> **Set problem 1**:
In the records, start at the line that contains "Q: Returning coordinates formatted like [524,189], pin" and copy every line through the end of the records, exactly as they appear.

> **Source passage**:
********

At 02:52 PM 6/27/97 -0700, you wrote:
>A different thought - I don't really buy the argument for owning a modern
>machine for the purposes of "better" games. But the Web browser thing is
>slightly different, being a VERY powerful and useful communication method.
I agree with you here, and games are fun, but that depends on what you like.
I love the internet, and I learned ALOT from it. sure a shell account with
lynx is nice, as I use it for fast FTP, but when I read about a PDP11, it is
nice to see a picture of one, rather just text.
>
>I have heard that the C64 and Atari 8-bit machines now have graphical Web
>browsers and PPP clients running on them. The TI community is working on
>a TCP/IP system, but we were debating the possibility of a Web browser.
I have dreamed of writing one, and I don't know if someone else has done it,
and if they did, I would grab a copy right away. The main problem that
everyone forgets is that having limited memory is a pain,
and TCP/IP alone uses 64K in ONE SOCKET ALONE as a buffer.
>The argument I and others made in its defense was, granted the stock
>hardware is incapable of SVGA-grade graphical displays, with appropriate
>decoding, you can get "close" (with sufficient processing time), and if
>you have to "scroll" around to see the entire page, so what?

********

> **Set problem 2**:
List the computers the email names, other than the TI.

Location identification entries

********

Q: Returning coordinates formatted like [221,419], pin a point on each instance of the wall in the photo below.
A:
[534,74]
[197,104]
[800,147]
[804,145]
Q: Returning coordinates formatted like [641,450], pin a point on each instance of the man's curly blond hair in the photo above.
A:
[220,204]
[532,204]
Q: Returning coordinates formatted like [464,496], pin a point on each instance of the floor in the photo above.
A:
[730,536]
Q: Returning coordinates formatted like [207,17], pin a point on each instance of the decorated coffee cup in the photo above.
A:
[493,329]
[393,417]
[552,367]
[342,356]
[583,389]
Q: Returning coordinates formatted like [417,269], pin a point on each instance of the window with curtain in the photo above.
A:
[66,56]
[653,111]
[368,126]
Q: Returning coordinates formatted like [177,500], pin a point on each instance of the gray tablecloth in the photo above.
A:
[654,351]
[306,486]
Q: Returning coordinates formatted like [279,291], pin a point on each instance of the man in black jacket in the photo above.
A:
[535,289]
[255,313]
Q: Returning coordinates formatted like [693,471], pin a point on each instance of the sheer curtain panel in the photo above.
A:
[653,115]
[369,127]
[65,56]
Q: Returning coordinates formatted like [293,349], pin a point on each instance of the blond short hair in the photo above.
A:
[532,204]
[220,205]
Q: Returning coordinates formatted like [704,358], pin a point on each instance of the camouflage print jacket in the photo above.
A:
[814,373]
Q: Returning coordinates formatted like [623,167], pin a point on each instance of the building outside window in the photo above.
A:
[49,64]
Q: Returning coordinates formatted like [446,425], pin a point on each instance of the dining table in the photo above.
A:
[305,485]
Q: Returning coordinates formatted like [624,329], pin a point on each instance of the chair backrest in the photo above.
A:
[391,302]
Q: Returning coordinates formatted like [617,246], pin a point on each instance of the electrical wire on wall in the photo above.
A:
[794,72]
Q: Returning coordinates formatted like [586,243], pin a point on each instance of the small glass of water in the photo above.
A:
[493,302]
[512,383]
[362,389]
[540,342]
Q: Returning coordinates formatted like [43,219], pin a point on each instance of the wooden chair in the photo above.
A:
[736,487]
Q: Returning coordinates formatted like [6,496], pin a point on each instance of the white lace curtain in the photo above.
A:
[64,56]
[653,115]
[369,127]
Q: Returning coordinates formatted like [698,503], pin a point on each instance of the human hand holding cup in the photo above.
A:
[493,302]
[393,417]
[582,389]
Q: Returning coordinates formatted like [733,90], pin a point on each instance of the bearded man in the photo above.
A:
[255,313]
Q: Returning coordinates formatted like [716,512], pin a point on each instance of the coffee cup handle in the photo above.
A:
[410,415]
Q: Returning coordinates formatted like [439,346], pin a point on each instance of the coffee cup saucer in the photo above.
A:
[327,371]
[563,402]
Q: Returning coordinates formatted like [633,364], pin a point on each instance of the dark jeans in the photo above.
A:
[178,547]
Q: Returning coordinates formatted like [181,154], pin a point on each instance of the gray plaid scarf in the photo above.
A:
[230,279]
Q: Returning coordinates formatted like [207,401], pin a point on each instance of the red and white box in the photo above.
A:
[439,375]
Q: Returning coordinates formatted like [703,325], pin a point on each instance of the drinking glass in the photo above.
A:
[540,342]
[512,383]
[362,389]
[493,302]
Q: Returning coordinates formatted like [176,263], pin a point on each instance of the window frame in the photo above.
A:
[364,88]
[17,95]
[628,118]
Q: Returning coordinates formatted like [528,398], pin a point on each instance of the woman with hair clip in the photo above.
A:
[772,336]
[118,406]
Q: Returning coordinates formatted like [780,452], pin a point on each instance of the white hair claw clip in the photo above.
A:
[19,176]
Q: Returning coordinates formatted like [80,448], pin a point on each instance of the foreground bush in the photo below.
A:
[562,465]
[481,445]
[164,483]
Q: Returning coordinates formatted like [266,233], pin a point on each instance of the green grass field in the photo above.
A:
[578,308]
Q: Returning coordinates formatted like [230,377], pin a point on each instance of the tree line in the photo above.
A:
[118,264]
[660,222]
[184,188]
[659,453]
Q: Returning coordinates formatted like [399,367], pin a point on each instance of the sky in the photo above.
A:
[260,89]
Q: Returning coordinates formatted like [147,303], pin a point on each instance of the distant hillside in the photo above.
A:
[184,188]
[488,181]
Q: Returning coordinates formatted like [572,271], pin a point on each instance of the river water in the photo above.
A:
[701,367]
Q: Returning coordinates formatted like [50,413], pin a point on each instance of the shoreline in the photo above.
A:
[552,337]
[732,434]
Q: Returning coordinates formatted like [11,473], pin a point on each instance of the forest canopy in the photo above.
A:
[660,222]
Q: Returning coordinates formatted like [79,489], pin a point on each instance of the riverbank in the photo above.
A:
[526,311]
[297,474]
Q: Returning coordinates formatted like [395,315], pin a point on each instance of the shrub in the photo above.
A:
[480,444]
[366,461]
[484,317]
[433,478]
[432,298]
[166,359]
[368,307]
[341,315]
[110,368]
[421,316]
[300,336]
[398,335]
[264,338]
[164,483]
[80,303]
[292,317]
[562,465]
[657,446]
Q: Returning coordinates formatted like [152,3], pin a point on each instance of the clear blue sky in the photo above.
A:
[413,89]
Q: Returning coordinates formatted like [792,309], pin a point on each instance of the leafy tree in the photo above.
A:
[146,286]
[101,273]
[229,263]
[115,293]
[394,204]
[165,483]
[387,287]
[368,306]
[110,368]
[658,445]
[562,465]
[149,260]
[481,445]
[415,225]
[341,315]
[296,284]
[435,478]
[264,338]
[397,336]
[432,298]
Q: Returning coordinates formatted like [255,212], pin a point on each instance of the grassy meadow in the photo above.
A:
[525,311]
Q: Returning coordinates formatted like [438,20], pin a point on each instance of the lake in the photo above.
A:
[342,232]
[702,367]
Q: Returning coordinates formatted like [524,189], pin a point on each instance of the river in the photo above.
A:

********

> **Final result 1**:
Q: Returning coordinates formatted like [524,189], pin a point on each instance of the river in the photo above.
A:

> **Final result 2**:
- PDP11
- C64
- Atari 8-bit machines